BEGIN Raw records

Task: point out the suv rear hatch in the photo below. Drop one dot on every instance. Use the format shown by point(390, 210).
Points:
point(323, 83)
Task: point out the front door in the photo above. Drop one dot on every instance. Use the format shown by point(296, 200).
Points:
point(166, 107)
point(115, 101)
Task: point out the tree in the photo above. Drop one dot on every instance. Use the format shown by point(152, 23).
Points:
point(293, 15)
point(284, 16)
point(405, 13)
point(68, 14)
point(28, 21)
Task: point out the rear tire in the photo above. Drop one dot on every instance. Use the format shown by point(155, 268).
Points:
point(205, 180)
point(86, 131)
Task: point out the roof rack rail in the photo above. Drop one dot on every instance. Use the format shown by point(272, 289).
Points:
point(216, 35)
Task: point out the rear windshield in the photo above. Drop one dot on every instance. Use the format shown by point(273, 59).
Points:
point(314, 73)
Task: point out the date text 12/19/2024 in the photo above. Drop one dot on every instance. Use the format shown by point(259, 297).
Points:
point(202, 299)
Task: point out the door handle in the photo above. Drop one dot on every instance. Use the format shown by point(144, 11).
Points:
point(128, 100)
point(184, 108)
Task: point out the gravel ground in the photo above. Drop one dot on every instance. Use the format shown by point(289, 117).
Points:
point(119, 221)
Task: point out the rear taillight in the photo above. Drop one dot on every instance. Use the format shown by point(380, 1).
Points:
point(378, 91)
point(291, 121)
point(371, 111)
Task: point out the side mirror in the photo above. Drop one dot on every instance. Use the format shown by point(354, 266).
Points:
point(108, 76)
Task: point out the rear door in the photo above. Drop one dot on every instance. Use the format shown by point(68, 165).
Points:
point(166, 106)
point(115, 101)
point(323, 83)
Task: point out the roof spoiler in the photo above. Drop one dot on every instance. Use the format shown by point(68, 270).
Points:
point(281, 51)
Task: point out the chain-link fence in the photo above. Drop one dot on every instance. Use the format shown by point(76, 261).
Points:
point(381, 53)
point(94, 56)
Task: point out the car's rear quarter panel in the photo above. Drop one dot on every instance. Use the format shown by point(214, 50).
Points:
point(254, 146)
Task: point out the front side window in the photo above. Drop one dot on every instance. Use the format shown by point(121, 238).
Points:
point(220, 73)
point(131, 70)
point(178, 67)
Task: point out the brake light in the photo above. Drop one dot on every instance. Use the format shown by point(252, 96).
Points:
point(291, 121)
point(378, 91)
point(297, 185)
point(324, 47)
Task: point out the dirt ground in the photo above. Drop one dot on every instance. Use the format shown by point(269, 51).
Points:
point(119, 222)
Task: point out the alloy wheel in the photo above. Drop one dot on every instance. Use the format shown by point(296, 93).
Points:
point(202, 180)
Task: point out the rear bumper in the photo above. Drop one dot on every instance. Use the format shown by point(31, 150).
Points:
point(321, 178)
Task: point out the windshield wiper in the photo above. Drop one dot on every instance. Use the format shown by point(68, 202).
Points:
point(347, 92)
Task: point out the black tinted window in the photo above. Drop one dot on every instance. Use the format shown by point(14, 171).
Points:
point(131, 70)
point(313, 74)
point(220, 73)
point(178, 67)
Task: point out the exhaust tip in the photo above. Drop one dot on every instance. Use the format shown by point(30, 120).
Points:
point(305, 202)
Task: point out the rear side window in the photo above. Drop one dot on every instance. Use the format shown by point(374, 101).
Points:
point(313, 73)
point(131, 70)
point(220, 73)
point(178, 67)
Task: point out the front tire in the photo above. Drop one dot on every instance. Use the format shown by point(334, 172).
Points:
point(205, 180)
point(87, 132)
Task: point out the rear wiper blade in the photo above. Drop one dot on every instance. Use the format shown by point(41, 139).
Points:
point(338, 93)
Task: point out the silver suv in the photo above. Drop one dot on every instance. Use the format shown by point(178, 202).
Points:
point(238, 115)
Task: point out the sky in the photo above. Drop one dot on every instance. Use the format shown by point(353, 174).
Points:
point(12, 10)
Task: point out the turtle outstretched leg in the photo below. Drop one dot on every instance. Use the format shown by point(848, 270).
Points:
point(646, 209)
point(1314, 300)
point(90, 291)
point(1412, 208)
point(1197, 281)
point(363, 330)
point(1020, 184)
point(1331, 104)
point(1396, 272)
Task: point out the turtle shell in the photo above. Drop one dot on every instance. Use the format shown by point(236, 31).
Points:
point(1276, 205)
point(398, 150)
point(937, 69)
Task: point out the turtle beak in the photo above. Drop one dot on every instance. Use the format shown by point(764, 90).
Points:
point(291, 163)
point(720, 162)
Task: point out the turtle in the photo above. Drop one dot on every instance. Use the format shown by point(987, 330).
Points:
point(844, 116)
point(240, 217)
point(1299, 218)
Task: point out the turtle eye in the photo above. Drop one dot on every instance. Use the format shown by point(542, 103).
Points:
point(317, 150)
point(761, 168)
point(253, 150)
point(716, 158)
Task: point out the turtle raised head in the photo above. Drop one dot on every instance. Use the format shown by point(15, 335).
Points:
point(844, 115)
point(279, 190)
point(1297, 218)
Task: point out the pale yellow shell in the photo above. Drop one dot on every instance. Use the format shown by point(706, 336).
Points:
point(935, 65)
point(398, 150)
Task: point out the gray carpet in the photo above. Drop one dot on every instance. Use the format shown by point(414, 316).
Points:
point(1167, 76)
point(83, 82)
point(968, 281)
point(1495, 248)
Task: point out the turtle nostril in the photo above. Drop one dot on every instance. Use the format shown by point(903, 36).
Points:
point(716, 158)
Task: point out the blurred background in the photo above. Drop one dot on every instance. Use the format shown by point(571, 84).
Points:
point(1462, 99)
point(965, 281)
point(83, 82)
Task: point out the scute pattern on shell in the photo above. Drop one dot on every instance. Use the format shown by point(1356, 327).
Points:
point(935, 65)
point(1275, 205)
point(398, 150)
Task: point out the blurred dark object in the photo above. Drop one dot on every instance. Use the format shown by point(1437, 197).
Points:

END Raw records

● **Exercise objective**: Write out all of the entries above again, word for word and unchanged.

● **The reply**:
Task: point out the suv rear hatch in the photo below. Drop one dot on every instance. Use the format shown by point(390, 210).
Points:
point(323, 83)
Task: point out the front door in the photo above. Drop one dot on every instance. Use the format shown by point(296, 200).
Points:
point(166, 107)
point(115, 101)
Task: point out the tree in the photo above. Drop one dot on every instance. Use the format shown by point(152, 23).
Points:
point(293, 15)
point(284, 16)
point(405, 13)
point(68, 14)
point(28, 21)
Task: point out the rear tire in the photo above. Drop one dot on every instance. Use the format shown by point(155, 268).
Points:
point(205, 180)
point(86, 131)
Task: point out the roof rack rail in the photo above. Drop one dot on every instance. Use the format shown by point(272, 289).
Points:
point(216, 35)
Task: point out the rear windshield in the photo above. Drop one dot on every instance. Use the format shown by point(273, 59).
Points:
point(314, 73)
Task: point out the date text 12/19/2024 in the photo above. Drop one dot on every instance. Use the format shown by point(259, 297).
Points:
point(202, 299)
Task: point out the door handle in the photo above. Drop one dot on every instance. Use the format shown by point(144, 11).
Points:
point(128, 100)
point(184, 108)
Task: point out the gravel ground in the photo above. Drop one dot on every instance. Use the format shown by point(289, 117).
Points:
point(119, 221)
Task: point out the rear taillight in the photo above. Drop one dot on every instance. Use the format shown by point(380, 1).
Points:
point(378, 91)
point(291, 121)
point(371, 111)
Task: point out the side mirror in the photo above. Drop one dot on every instance. Use the format shown by point(354, 266).
Points:
point(108, 76)
Task: point out the rear door in the photo above. Drop one dot on every instance. Use the format shown by point(68, 165).
Points:
point(166, 106)
point(115, 101)
point(323, 83)
Task: point out the roof spoiler in the photo above. Drop one dot on every instance. Use the format shown by point(68, 270).
Points:
point(281, 51)
Task: point out the chain-link fence in the photo above. Drop one dot on every instance. Use the format shown by point(76, 261).
Points:
point(381, 53)
point(94, 56)
Task: point out the car's rear quarter panel in the photo above. Drop one dot on every instance. Use the format shown by point(214, 50).
Points:
point(254, 146)
Task: point out the front side window in the photo above. Drop one dot on every instance. Use the format shown by point(121, 238).
Points:
point(220, 73)
point(131, 70)
point(178, 67)
Task: point out the brake light in the photo above. Drop one dot on every instance. Use the format shown by point(252, 96).
Points:
point(291, 121)
point(378, 91)
point(297, 185)
point(324, 47)
Task: point out the dirt ground in the photo above. Drop one dot on every instance. Use the format shown by point(269, 51).
Points:
point(119, 222)
Task: point out the alloy wheel in the photo above. Drop one dot on every instance. Use the format shown by point(296, 93).
Points:
point(202, 180)
Task: point out the rear bumper in the photo above. Drop one dot on every instance. Use the format shown by point(31, 150).
Points:
point(321, 178)
Task: point out the windshield wiper in the photo above. Drop one dot on every instance. Use the format shown by point(68, 202).
Points:
point(347, 92)
Task: point out the black tinted window in the photo above. Drop one dot on every instance. Use the format shown by point(14, 171).
Points:
point(131, 70)
point(313, 74)
point(220, 73)
point(178, 67)
Task: point out the exhaust tip in the photo above. Drop one dot on every instance. Use the format shown by point(30, 120).
Points:
point(305, 202)
Task: point out the rear side window in the photo above. Drop one dot on every instance. Use the format shown by point(374, 101).
Points:
point(313, 73)
point(131, 70)
point(220, 73)
point(178, 67)
Task: point out the front tire in the photo above. Drop one dot on every instance. Use the format shown by point(334, 172).
Points:
point(205, 180)
point(87, 132)
Task: point out the rear wiper blade in the photo above. Drop one dot on every instance. Use the format shown by point(41, 139).
Points:
point(338, 93)
Task: point out the silver suv in the photo above. Drop one dot on every instance. Use the format shown by point(178, 202).
Points:
point(238, 115)
Task: point out the sky in the photo above. Drop one dot on every instance. Use the format shown by point(353, 174).
Points:
point(12, 10)
Task: point out the turtle outstretched leg in the photo below. Drop one dot on every instance. Use the format shown by point(848, 270).
Points:
point(646, 209)
point(1314, 300)
point(90, 291)
point(1412, 208)
point(1197, 281)
point(363, 330)
point(1020, 184)
point(1331, 104)
point(1396, 272)
Task: point out the turtle shell in the photo above. Drop one dot on every instance. Use the format shown by point(236, 31).
Points:
point(1276, 205)
point(398, 150)
point(937, 69)
Task: point out the turtle beak in the photo above. Drop one dot on every instance. Use the format shown by point(764, 90).
Points:
point(291, 163)
point(720, 162)
Task: point out the turtle in the photo above. Drop one dot on every instance. Use the format shown by point(987, 330).
Points:
point(844, 116)
point(240, 217)
point(1299, 218)
Task: point out the turtle eye in the photo above. Drop one dot on every instance. Use the format shown by point(542, 103).
Points:
point(317, 150)
point(761, 168)
point(253, 150)
point(716, 158)
Task: point out the turtle raised head in the photo above. Drop one dot on every instance. Use the format shown by point(15, 335).
Points:
point(844, 115)
point(279, 190)
point(1297, 218)
Task: point out the pale yellow shell in the photo above. Drop one dot on every instance. Use the format shown by point(706, 336).
Points:
point(935, 65)
point(398, 150)
Task: point out the gray carpet in the photo above. Drop one dot on every instance. Use the format shown by point(414, 316).
Points:
point(1167, 76)
point(83, 82)
point(968, 281)
point(1495, 248)
Task: point out the turtle nostril in the photo above. Drop one dot on every instance. Use the format shown by point(903, 36).
Points:
point(716, 158)
Task: point out the blurred background in the photo above. Drop one dot on every instance. Use the format shown by point(571, 84).
Points:
point(1462, 99)
point(965, 281)
point(83, 82)
Task: point out the scute pattern on shell in the photo above. Drop one dot on every instance. Use the format shown by point(1356, 327).
Points:
point(935, 65)
point(1275, 205)
point(398, 150)
Task: point out the blurred dark object in the photo above. Drop one dot on every instance. Use the format shown by point(1437, 197).
Points:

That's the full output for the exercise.